** Task statement **
Scale everything in the data from the line containing "in striped polo" down to the line containing "(242, 279), (299, 381)", both ends included, and reproduce every one of those lines. Multiply each bounding-box coordinate in the answers by 0.95 and round to whole numbers with halves rounded up, leaving all numbers on the other lines unchanged.

** Material for this task **

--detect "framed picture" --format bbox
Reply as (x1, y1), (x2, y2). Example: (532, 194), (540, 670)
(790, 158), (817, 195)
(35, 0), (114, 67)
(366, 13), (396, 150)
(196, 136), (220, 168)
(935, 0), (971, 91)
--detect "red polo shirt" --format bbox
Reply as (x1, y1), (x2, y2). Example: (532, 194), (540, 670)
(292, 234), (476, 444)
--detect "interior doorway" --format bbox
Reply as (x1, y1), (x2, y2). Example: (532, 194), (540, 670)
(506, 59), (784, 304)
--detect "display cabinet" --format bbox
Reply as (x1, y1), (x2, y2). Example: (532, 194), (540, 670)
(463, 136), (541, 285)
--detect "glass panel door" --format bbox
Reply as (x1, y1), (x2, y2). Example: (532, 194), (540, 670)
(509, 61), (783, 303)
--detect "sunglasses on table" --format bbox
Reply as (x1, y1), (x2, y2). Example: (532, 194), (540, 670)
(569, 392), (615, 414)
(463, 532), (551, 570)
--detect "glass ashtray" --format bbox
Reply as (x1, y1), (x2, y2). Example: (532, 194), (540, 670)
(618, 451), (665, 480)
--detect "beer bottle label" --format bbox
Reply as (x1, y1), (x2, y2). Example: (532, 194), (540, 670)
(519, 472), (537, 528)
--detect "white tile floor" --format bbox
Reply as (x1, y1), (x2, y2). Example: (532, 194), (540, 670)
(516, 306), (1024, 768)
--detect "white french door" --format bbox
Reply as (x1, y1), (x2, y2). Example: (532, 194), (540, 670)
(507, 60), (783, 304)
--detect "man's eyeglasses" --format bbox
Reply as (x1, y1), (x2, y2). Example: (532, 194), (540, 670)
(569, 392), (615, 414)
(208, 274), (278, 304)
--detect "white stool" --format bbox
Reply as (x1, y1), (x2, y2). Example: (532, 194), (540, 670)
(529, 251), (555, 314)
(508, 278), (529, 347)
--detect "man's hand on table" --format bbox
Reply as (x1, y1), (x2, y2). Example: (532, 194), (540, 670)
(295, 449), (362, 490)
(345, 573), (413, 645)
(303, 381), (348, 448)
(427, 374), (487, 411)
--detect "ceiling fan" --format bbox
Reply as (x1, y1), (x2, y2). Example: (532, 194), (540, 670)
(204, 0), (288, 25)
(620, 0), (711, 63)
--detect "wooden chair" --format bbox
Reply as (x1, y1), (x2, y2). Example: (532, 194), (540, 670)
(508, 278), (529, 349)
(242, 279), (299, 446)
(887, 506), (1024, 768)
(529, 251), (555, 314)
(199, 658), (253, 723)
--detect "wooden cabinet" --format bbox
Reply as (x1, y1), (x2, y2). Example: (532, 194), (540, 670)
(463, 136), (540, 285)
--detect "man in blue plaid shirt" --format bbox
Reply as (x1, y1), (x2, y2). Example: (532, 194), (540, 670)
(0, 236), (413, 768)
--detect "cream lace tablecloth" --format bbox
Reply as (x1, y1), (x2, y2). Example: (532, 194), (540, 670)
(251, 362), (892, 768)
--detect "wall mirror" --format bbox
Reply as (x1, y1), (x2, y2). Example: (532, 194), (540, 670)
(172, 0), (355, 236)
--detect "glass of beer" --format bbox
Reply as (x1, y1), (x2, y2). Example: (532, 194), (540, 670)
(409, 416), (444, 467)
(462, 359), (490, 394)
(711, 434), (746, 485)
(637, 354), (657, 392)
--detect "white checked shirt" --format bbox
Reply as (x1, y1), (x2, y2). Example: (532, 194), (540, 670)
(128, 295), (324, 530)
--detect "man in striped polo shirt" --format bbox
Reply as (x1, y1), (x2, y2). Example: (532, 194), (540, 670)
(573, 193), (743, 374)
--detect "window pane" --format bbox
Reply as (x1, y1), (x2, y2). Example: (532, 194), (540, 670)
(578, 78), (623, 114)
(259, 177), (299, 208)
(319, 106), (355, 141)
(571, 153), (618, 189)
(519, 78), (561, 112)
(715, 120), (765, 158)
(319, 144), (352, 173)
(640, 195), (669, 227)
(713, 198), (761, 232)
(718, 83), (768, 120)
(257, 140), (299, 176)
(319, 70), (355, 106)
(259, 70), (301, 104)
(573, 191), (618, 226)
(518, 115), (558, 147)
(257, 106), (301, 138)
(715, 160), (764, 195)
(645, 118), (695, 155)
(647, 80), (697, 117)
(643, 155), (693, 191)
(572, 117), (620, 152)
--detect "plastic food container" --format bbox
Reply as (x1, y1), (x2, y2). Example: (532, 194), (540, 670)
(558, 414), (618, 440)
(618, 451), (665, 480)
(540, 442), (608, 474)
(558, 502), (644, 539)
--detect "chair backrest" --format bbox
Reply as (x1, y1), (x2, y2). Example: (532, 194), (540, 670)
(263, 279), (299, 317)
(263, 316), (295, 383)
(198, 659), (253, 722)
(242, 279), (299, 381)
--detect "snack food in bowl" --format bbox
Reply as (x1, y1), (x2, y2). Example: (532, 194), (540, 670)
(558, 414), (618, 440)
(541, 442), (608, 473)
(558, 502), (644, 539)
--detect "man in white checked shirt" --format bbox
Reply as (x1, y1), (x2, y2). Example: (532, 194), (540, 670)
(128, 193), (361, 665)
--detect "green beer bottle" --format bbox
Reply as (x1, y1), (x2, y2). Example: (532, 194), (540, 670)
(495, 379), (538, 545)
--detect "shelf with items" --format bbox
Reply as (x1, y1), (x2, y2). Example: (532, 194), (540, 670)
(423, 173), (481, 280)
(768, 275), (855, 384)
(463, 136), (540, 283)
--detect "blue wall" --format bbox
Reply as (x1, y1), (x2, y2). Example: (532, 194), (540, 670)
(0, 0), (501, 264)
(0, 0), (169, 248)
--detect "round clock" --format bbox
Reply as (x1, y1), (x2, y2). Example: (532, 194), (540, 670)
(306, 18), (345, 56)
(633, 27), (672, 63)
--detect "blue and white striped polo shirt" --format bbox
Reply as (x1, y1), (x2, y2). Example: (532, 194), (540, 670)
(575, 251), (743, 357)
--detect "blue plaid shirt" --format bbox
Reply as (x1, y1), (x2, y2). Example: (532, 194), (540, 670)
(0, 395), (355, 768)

==

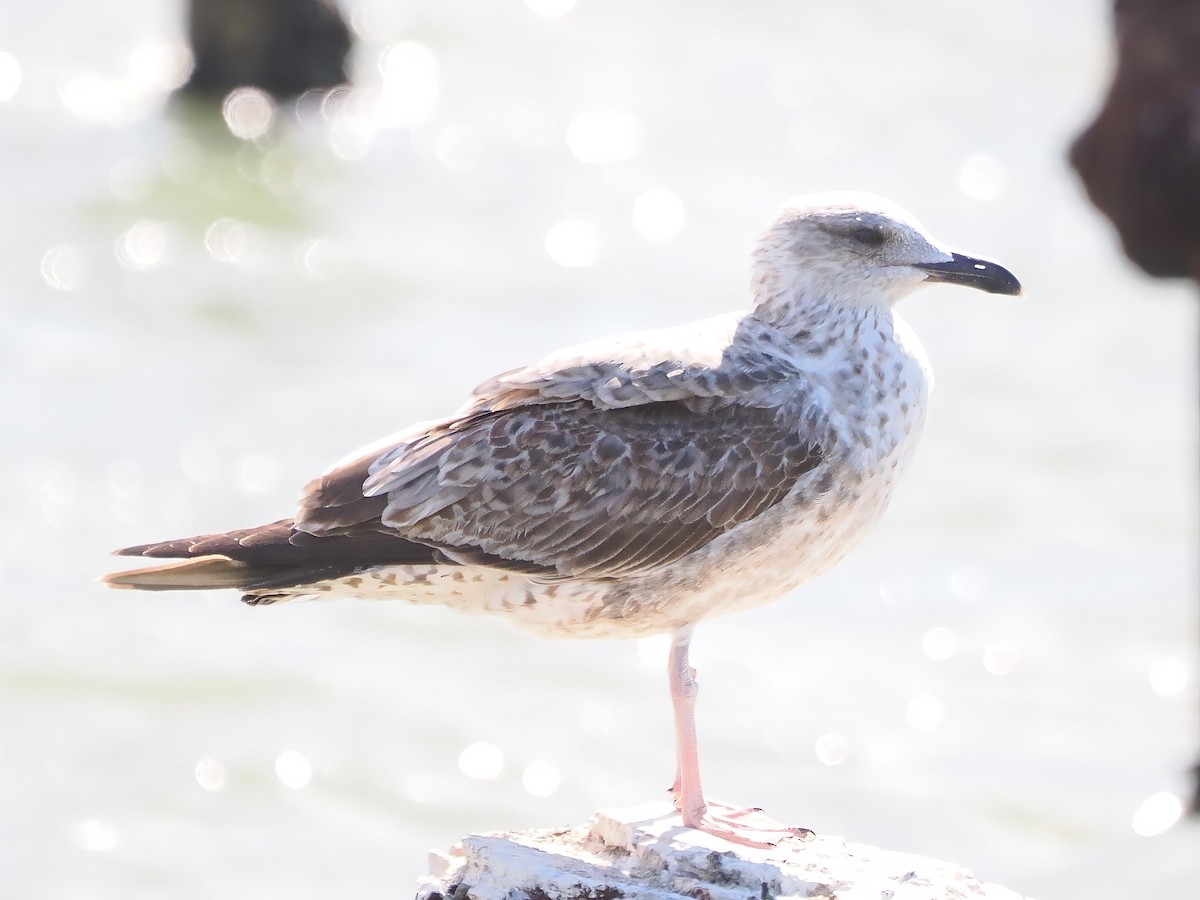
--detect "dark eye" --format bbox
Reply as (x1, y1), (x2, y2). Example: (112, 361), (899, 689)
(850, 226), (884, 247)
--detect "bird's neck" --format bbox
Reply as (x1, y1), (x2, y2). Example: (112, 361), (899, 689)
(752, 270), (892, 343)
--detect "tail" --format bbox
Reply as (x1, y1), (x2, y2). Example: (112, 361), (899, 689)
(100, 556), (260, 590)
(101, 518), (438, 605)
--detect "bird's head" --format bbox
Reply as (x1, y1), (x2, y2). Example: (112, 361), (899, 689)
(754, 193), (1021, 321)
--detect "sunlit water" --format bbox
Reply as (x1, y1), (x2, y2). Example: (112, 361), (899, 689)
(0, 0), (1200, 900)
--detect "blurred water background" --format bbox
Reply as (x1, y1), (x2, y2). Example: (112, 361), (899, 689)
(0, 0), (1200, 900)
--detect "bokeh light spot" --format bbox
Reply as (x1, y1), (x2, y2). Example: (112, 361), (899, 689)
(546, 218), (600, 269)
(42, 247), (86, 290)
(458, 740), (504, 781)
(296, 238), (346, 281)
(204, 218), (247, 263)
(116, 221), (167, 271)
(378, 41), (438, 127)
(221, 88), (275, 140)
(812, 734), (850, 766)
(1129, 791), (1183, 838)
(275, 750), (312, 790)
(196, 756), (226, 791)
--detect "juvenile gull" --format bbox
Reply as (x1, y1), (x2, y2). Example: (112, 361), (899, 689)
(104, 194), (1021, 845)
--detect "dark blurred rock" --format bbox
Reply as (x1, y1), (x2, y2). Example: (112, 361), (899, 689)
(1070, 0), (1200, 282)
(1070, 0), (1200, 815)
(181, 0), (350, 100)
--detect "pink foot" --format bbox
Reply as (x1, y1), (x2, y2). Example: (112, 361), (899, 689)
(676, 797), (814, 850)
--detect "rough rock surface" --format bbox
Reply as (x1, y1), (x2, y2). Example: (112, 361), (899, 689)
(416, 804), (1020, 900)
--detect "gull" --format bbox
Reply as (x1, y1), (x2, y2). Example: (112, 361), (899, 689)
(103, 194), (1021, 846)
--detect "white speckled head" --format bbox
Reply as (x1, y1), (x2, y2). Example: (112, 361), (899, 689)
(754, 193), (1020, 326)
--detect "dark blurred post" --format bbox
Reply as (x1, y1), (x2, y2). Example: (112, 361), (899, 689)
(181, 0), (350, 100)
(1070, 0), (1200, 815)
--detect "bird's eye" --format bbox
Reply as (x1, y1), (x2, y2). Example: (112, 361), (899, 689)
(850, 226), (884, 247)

** Answer to the task **
--detect "man in striped polo shirt" --format bbox
Reply as (x1, y1), (x2, y2). Example: (532, 194), (540, 670)
(544, 183), (706, 355)
--detect "window pane" --format bbox
Reply as (x1, y1), (x2, y2). Example: (532, 194), (540, 670)
(549, 74), (592, 108)
(246, 168), (284, 198)
(303, 101), (337, 134)
(542, 145), (587, 180)
(493, 74), (533, 106)
(679, 114), (727, 150)
(303, 137), (334, 164)
(608, 185), (636, 216)
(677, 188), (723, 220)
(682, 79), (730, 114)
(244, 133), (284, 167)
(303, 67), (337, 101)
(246, 67), (286, 99)
(544, 181), (587, 215)
(492, 109), (530, 140)
(244, 101), (286, 131)
(679, 152), (726, 185)
(613, 112), (660, 147)
(615, 76), (662, 111)
(611, 147), (658, 181)
(543, 111), (589, 144)
--detect "plastic food container" --format bbox
Reply as (x1, y1), (x2, y2). Example: (532, 194), (540, 670)
(530, 393), (587, 418)
(587, 428), (632, 456)
(513, 420), (578, 450)
(530, 477), (612, 512)
--detect "chair backrest" --format bbox
Reply as (x1, y1), (x2, y2). Example: (532, 194), (540, 670)
(250, 265), (284, 301)
(250, 300), (280, 364)
(188, 626), (240, 686)
(230, 265), (284, 362)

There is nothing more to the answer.